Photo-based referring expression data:
-- Opening Marker --

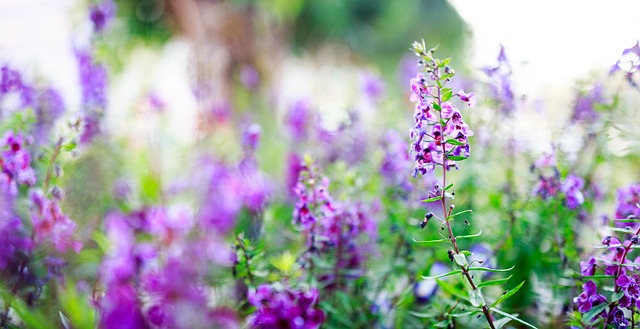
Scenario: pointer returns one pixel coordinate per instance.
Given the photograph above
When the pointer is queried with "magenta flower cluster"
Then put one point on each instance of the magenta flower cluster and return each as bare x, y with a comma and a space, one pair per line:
440, 135
285, 308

-- Closing Marker --

## Exercise requirements
The requested lines run from the one with "When the pointer" through the last line of the records. Return them exactly.

## Exercise answer
When the pointer is queried with "magenta flower cluster"
Then put one point on each instance of the magenta flower cluster and return each as bare x, y with a comma and a space, one pair per line:
440, 135
285, 308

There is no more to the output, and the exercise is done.